VORLIEGENDER TEXT =
===

Editorial von Dieter Abholte: Wie ich es sehe …

Der „Fall Cala Martina“, die abgelaufene Saison und die weiterhin illegale Vermietung, die den Vermietern steuerfreie Millionen bringt – aber Umwelt und Ibiza und Formentera schädigen.

Liebe Leser,

Dieter Abholte

was bei der Auseinandersetzung zwischen Gästen und dem Koch im Restaurant Cala Martina geschah, wird aus der Sicht der Beteiligten jeweils anders geschildert und wird wohl erst das Gericht klären müssen. Der Stand jetzt ist ein „schwebendes Verfahren“, über das man als Presse erst dann wieder berichten darf und sollte, wenn der Fall vor Gericht ist – und der Richterspruch gefallen ist. Daran werden wir uns halten und uns an keiner Spekulation beteiligen. Wir selbst waren oft und gern Gast an dem schönen Ort am Meer und haben dort auch mehrfach unseren IbizaHEUTE-Feinschmecker-Treff veranstaltet. Und so wird es auch bleiben. Nicht zuletzt ist das Restaurant eines der wenigen, die das ganze Jahr für die Gäste geöffnet ist und nicht – wie viele – nach der Saison schließt.

===

BEREITGESTELLTE DATEN =

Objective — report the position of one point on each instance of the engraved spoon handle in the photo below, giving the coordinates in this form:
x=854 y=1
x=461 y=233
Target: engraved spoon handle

===

AUFGABE = Zählen Sie alles auf, was laut dem Editorial durch die illegale Vermietung geschädigt wird. Die Zeilen werden hierfür nicht benötigt.

LÖSUNG = Umwelt, Ibiza, Formentera